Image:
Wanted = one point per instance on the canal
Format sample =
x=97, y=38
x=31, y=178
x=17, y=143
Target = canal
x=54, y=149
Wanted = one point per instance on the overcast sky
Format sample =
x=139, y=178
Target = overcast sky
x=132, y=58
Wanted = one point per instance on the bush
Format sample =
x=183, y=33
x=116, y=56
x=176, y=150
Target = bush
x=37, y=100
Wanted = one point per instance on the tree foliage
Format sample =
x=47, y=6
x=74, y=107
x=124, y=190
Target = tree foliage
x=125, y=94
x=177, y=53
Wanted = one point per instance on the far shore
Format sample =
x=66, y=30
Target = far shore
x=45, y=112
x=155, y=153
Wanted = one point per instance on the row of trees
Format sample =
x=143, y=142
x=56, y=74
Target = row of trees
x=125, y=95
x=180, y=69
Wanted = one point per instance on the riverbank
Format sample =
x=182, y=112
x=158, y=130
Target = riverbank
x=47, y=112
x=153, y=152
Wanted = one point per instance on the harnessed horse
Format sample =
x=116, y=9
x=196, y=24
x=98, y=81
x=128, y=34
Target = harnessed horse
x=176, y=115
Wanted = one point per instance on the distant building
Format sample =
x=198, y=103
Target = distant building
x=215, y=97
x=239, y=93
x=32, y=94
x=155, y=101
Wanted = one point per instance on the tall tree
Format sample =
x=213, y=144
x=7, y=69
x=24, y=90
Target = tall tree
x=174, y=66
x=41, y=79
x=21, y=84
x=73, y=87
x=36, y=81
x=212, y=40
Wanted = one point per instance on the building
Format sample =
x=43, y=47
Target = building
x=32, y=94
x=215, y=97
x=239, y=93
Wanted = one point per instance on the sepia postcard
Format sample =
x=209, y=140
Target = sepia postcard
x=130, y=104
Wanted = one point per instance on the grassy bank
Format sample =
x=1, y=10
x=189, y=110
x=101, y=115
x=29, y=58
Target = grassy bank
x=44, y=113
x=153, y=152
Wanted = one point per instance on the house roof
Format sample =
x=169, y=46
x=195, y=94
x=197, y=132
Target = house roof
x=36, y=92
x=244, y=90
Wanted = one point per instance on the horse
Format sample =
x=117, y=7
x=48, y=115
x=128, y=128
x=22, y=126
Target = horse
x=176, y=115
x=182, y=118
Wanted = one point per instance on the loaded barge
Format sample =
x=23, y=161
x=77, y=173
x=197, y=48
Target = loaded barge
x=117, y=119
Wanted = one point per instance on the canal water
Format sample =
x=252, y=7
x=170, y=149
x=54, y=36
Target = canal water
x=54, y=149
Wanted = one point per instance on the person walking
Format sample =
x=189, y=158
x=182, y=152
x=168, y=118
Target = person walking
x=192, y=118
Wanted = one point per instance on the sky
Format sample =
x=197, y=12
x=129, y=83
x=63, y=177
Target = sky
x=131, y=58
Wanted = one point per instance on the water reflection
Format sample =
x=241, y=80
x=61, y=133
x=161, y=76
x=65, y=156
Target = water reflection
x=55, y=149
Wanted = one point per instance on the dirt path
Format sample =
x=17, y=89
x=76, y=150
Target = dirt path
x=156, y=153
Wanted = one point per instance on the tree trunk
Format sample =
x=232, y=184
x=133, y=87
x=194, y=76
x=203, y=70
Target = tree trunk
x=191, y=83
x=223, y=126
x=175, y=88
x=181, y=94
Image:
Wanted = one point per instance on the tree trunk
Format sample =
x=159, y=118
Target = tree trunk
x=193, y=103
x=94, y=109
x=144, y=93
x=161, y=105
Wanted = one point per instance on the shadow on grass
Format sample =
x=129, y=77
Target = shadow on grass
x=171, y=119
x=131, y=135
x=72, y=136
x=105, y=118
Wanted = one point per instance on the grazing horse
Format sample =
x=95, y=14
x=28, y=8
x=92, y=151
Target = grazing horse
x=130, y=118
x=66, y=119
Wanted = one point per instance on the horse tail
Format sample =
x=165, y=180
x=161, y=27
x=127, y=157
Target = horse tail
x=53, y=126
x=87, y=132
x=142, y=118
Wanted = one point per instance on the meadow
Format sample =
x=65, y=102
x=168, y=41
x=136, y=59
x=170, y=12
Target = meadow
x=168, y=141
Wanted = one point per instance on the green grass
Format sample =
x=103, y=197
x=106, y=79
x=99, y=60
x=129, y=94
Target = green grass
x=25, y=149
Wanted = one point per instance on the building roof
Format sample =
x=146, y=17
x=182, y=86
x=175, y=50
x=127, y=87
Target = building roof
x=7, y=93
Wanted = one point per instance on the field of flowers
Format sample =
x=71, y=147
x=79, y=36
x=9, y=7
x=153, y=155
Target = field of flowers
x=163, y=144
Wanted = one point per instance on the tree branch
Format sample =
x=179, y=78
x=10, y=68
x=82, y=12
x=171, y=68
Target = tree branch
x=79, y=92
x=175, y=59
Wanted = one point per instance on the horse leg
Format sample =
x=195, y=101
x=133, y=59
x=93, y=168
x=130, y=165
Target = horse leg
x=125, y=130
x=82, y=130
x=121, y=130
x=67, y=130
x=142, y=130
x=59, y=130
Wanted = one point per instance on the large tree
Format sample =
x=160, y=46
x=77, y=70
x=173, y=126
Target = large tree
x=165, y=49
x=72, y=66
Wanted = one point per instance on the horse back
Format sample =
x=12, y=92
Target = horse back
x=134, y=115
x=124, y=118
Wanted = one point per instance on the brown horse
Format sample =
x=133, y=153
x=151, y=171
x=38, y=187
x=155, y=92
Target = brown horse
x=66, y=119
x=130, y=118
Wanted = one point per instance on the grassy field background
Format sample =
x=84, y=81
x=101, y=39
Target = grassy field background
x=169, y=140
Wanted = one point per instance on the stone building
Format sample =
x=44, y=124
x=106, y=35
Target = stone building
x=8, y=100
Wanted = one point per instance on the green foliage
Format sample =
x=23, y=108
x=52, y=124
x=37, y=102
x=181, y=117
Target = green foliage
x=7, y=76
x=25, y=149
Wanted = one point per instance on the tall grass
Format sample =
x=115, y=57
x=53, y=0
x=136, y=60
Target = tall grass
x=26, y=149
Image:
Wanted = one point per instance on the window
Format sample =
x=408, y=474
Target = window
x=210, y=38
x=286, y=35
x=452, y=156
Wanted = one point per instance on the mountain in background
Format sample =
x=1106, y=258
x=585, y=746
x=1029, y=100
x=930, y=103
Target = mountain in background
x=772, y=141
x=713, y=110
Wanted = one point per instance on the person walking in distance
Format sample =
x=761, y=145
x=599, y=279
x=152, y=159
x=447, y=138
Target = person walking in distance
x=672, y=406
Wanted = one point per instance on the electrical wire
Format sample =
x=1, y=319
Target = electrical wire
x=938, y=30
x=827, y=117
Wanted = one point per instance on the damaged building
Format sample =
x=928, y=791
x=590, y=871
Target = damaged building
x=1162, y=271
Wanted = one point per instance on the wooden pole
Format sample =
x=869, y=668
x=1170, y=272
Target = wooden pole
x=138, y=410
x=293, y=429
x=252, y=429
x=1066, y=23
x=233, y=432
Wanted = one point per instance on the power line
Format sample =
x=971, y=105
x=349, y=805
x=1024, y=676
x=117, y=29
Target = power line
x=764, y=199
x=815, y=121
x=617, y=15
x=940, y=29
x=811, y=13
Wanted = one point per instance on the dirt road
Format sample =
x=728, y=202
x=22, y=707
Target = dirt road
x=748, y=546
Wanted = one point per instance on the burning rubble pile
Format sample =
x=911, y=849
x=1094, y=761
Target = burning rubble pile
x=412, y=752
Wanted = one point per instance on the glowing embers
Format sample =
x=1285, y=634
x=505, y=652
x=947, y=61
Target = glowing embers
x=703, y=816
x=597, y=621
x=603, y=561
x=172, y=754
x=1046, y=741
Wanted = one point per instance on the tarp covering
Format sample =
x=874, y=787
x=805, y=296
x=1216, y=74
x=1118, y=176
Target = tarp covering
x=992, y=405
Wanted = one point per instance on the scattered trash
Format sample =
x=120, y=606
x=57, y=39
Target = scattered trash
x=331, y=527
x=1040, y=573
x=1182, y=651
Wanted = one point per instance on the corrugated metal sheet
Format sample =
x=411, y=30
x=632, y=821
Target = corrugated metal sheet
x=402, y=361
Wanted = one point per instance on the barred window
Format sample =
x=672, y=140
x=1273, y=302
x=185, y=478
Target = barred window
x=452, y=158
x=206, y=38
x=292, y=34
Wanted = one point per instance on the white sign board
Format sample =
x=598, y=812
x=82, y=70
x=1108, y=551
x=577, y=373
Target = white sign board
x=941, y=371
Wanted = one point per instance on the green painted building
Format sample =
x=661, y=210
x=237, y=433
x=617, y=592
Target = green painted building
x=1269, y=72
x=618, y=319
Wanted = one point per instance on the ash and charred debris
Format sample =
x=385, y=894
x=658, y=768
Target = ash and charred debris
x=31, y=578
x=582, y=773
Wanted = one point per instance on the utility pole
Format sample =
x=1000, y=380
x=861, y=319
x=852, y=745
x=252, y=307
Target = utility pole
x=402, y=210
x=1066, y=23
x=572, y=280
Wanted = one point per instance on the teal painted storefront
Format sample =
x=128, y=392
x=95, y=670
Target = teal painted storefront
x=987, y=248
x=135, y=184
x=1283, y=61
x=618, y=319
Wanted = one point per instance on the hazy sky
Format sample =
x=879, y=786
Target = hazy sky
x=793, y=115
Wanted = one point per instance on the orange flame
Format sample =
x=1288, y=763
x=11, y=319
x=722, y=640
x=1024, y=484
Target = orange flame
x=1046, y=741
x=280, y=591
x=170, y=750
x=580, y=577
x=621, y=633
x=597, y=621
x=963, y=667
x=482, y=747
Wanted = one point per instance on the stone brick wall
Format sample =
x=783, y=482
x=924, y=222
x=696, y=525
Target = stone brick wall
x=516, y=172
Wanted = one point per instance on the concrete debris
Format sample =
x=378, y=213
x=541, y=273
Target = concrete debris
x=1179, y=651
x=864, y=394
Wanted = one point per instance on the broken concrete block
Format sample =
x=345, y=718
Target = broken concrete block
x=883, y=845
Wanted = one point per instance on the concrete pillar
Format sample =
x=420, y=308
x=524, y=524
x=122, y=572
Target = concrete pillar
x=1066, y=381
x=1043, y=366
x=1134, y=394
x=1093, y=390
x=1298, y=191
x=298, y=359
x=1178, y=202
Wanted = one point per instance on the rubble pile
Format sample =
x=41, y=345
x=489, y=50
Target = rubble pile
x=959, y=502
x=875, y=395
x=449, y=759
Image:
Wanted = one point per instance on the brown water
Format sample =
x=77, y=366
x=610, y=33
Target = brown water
^^^^
**Problem description**
Print the rows again without changing them, from the line with "Wanted = one point per instance on the broken" through the last line of the rows.

**Response for this exercise**
Wanted = one point per instance on the broken concrete block
Format sample =
x=345, y=718
Target = broken concrete block
x=883, y=845
Wanted = one point per instance on the concrete pillar
Format sample =
x=420, y=308
x=524, y=524
x=122, y=572
Target = concrete pillar
x=1066, y=381
x=1043, y=366
x=1134, y=394
x=1093, y=390
x=1298, y=191
x=298, y=359
x=1178, y=202
Wanted = one point per instance on the rubble pile
Format sample =
x=41, y=345
x=489, y=50
Target = rubble pile
x=959, y=502
x=875, y=395
x=449, y=759
Image:
Wanted = one point per instance on the brown water
Format sample =
x=77, y=366
x=610, y=33
Target = brown water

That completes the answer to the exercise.